### SOURCE DOCUMENT
--- BEGIN ---

I have been asked a number of times what makes a great trainer, so I decided to come up with a few thoughts in my mind of what makes a great trainer based on my experiences of being trained.


I soon realised that this list was infinite and decided on the Top 5 qualities that make a trainer truly great.


The primary role of a trainer is to make delegates consciously aware of what they truly know, with regards to a certain topic/subject.


1        Passion


There is nothing in life that anyone can do very well and successfully without passion.


Passion cannot be taught, it is something natural within you, and is exhibited in every fibre of your being, the way you talk, the way you animate, your energy and enthusiasm, and your attitude.


With this passion, it means that the training will always exceed the expectation of the stakeholders of the training, including the organisation as well as the delegates.


At the end of the course great trainers may be physically, mentally and emotionally drained, but also be energised, with delegates leaving buzzing, more confident, not only itching to get back to work to try out their newly learnt skills, but with new ideas of how to implement the new skills in ways they had never of thought of before.


2        Curiosity


“Curiosity is the key to creativity” ~ Akio Morita


Learning is a dynamic thing, the day you stop learning is the day you die, so why should training just be restricted to the topics of the introduction and advanced courses.  If learning can be wherever and whenever you need to or the fancy takes you, then why should training be so rigid?


A great trainer should be curious about:


  • How things work,
  • Why things work? and if they do not work, why?
  • How can I improve thing?,
  • What works?
  • What does not work,  and why?

Curiosity makes you ask questions, to explore deeper, to understand better, thus it opens the mind to a myriad of possibilities of  knowledge, experience and insight.


Encouraging delegates to be curious, is another effective method to inspire them to not only find things out for themselves, but to give them the confidence and self belief that the answer to the question/issue/problem is within them.


It is from this that great trainers really excel, and create not only creative but interactive, innovative and fun training sessions.

--- END ---

### WRITTEN INSTRUCTION A
Rewrite the entries from the line holding "Audit flag: the ponytail" through the line holding "[141, 95, 152, 123]", inclusive, replacing "Audit flag" with "Review note" and leaving everything else unchanged.

Image region labeling entries
--- BEGIN ---

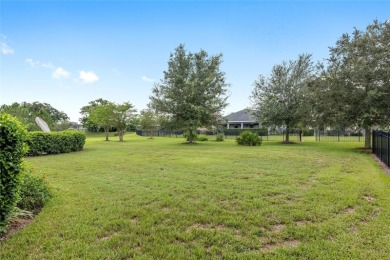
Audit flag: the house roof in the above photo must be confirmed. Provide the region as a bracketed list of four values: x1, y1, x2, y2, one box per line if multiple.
[225, 109, 257, 122]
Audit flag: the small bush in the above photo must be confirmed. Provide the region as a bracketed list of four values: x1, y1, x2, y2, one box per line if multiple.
[236, 131, 262, 146]
[16, 170, 51, 213]
[0, 113, 27, 233]
[27, 130, 86, 156]
[183, 131, 198, 141]
[303, 129, 314, 136]
[215, 134, 225, 142]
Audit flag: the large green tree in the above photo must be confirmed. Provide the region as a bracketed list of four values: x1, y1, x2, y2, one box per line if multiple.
[251, 54, 314, 142]
[317, 21, 390, 148]
[140, 109, 159, 139]
[150, 45, 228, 143]
[79, 98, 109, 132]
[0, 101, 69, 131]
[113, 102, 137, 142]
[88, 100, 116, 141]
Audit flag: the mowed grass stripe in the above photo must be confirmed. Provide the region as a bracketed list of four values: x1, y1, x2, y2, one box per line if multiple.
[0, 134, 390, 259]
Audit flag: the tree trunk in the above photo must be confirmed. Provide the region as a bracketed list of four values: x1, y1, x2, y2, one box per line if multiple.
[188, 129, 194, 143]
[286, 125, 290, 142]
[118, 129, 125, 142]
[364, 127, 371, 149]
[104, 128, 109, 141]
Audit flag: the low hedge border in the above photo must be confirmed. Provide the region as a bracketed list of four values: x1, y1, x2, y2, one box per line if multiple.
[27, 130, 86, 156]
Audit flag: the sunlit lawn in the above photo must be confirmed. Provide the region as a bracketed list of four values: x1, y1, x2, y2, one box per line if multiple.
[0, 134, 390, 259]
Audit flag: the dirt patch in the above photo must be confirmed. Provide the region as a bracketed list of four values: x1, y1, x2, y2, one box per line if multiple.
[349, 226, 358, 232]
[280, 141, 297, 144]
[295, 220, 306, 226]
[187, 223, 225, 231]
[130, 217, 138, 224]
[100, 232, 120, 241]
[262, 240, 301, 252]
[343, 207, 355, 214]
[371, 154, 390, 176]
[363, 196, 375, 202]
[271, 224, 286, 233]
[0, 218, 33, 241]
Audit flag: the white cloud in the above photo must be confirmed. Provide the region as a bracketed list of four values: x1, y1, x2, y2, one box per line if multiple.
[25, 59, 39, 67]
[52, 67, 70, 79]
[1, 42, 14, 55]
[25, 58, 54, 69]
[142, 76, 155, 82]
[80, 70, 99, 84]
[111, 68, 122, 77]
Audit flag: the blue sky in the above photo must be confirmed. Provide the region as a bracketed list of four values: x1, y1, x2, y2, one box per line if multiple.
[0, 0, 390, 121]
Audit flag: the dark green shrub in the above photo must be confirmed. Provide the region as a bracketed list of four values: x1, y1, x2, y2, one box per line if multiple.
[0, 113, 27, 233]
[27, 130, 86, 156]
[215, 134, 225, 142]
[236, 131, 262, 146]
[183, 131, 198, 141]
[303, 129, 314, 136]
[16, 170, 51, 213]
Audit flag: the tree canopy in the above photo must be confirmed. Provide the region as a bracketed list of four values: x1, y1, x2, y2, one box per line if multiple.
[0, 101, 69, 131]
[150, 45, 228, 143]
[313, 21, 390, 148]
[251, 54, 314, 142]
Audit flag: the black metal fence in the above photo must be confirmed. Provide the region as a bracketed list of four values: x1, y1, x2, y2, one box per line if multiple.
[372, 130, 390, 167]
[315, 129, 365, 142]
[136, 128, 314, 141]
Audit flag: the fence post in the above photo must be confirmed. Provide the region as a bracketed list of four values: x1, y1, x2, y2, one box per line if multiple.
[337, 129, 340, 142]
[387, 132, 390, 167]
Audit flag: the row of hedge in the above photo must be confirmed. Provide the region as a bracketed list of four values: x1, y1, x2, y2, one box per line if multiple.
[0, 113, 27, 233]
[27, 130, 85, 156]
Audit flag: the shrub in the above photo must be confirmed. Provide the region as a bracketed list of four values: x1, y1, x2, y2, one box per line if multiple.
[27, 130, 86, 156]
[16, 170, 51, 213]
[303, 129, 314, 136]
[215, 134, 225, 142]
[0, 113, 27, 233]
[183, 131, 198, 141]
[236, 131, 262, 146]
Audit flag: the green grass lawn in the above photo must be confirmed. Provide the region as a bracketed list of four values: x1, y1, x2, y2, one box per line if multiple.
[0, 134, 390, 259]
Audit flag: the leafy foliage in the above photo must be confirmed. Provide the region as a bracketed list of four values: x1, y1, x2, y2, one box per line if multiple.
[183, 131, 198, 142]
[215, 134, 225, 142]
[251, 54, 313, 141]
[140, 109, 159, 138]
[113, 102, 137, 142]
[88, 99, 115, 141]
[27, 130, 86, 156]
[0, 101, 69, 131]
[16, 169, 51, 213]
[0, 113, 27, 233]
[80, 98, 136, 141]
[236, 131, 262, 146]
[150, 45, 228, 142]
[313, 21, 390, 148]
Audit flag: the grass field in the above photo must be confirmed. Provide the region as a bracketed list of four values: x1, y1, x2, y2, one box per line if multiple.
[0, 134, 390, 259]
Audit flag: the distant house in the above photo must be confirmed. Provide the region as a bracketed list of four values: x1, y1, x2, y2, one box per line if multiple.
[224, 109, 260, 129]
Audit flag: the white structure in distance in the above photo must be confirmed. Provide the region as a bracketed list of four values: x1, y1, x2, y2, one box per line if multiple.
[35, 117, 50, 133]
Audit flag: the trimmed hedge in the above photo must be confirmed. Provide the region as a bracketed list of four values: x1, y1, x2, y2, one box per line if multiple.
[0, 113, 27, 233]
[27, 130, 86, 156]
[236, 131, 263, 146]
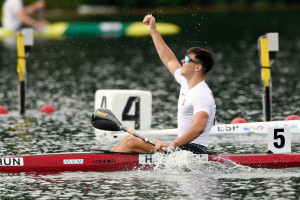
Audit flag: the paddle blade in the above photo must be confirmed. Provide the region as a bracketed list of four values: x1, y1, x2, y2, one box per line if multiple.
[92, 108, 122, 131]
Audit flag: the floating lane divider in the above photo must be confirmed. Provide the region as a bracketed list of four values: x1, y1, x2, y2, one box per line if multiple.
[0, 22, 180, 39]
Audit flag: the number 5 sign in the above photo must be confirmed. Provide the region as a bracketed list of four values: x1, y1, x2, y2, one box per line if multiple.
[268, 127, 291, 153]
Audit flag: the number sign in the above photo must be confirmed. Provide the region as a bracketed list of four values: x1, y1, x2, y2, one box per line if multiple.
[268, 127, 291, 153]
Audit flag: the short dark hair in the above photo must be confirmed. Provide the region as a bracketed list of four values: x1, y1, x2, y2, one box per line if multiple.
[186, 47, 214, 74]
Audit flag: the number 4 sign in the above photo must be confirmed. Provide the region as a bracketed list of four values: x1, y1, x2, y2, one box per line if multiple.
[268, 127, 291, 153]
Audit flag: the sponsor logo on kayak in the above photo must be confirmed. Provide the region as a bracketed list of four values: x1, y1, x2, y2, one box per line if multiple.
[218, 125, 239, 132]
[93, 159, 116, 164]
[0, 158, 24, 166]
[139, 154, 155, 165]
[64, 159, 83, 165]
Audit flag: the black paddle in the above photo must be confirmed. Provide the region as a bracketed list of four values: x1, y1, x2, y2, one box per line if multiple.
[92, 108, 158, 150]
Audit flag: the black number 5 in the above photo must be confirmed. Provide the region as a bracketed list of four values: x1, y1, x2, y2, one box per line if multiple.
[274, 128, 285, 149]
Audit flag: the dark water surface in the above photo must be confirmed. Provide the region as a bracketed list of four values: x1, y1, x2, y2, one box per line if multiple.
[0, 11, 300, 199]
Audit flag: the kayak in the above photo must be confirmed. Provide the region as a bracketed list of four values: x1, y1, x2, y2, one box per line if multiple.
[105, 120, 300, 141]
[0, 22, 180, 39]
[0, 150, 300, 173]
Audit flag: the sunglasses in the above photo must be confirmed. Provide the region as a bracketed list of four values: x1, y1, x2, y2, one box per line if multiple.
[184, 56, 201, 65]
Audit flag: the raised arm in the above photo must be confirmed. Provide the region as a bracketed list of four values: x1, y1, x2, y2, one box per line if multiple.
[143, 15, 181, 76]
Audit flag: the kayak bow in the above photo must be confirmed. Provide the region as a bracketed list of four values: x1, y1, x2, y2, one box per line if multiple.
[0, 150, 300, 173]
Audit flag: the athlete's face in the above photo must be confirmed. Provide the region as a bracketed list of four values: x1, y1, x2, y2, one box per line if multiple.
[181, 54, 200, 78]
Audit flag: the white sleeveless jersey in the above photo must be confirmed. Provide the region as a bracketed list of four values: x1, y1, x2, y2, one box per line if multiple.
[2, 0, 24, 31]
[174, 69, 216, 147]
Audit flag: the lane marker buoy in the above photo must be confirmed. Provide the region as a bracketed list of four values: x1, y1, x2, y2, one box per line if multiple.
[40, 104, 56, 114]
[284, 115, 300, 121]
[0, 106, 7, 115]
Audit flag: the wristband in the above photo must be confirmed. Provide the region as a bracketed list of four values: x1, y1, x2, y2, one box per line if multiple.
[172, 140, 178, 147]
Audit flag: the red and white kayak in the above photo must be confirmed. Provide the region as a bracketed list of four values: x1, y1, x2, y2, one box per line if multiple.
[0, 151, 300, 173]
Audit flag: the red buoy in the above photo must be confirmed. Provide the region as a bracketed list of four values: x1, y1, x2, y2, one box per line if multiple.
[284, 115, 300, 121]
[0, 106, 7, 115]
[230, 117, 247, 124]
[40, 104, 56, 114]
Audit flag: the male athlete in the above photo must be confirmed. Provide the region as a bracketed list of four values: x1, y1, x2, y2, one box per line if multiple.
[112, 15, 216, 154]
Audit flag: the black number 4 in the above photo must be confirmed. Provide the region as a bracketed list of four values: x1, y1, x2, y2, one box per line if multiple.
[274, 128, 285, 149]
[122, 97, 140, 130]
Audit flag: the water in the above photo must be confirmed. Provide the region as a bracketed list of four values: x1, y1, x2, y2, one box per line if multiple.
[0, 11, 300, 199]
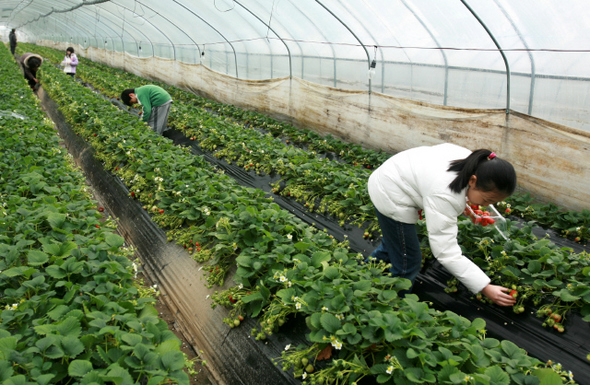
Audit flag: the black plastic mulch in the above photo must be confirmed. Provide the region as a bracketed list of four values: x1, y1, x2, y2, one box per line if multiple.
[38, 76, 590, 384]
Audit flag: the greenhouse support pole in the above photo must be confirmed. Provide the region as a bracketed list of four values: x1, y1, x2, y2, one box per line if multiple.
[315, 0, 371, 95]
[494, 0, 536, 115]
[461, 0, 510, 115]
[234, 0, 293, 79]
[174, 0, 239, 78]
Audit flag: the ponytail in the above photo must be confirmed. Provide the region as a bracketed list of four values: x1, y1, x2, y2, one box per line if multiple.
[447, 149, 516, 195]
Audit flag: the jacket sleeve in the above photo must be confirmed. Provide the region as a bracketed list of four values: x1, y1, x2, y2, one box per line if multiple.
[424, 196, 490, 294]
[141, 95, 152, 123]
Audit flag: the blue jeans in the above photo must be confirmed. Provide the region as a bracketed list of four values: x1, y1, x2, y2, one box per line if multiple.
[371, 209, 422, 296]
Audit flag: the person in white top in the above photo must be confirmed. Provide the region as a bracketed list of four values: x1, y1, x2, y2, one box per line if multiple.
[61, 47, 78, 77]
[368, 143, 516, 306]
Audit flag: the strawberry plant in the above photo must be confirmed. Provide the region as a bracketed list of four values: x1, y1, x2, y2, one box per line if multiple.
[0, 47, 189, 384]
[24, 43, 583, 383]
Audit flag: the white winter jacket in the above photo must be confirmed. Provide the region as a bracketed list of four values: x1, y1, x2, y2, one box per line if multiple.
[368, 143, 490, 293]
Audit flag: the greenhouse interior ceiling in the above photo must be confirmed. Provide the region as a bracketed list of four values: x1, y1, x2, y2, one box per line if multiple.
[0, 0, 590, 131]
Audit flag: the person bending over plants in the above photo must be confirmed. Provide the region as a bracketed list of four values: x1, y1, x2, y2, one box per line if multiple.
[20, 52, 43, 90]
[368, 143, 516, 306]
[121, 84, 172, 135]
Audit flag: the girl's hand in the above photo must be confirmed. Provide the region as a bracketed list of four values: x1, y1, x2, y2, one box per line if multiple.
[481, 284, 516, 306]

--- END ---

### WRITTEN INSTRUCTION B
In two sentences, summarize the text on what makes a great trainer.

### PROBLEM SOLUTION A
Review note: the ponytail in the above photo must be confirmed. Provide the region as a bracketed list of four values: x1, y1, x2, y2, one box per line if multiple.
[447, 149, 516, 195]
Review note: the jacket sleeve in the above photo must be confirmed. Provide the region as a bracketed list of four values: x1, y1, x2, y2, one box per line if multiple.
[424, 196, 490, 294]
[141, 95, 152, 123]

### PROBLEM SOLUTION B
A trainer's primary role is to make delegates consciously aware of what they truly know about a topic, and the text names passion as the first quality of a great trainer, one that cannot be taught and makes training exceed the expectations of its stakeholders. The second quality, curiosity, leads trainers to ask questions and explore deeper, which lets them create creative, interactive, innovative and fun training sessions.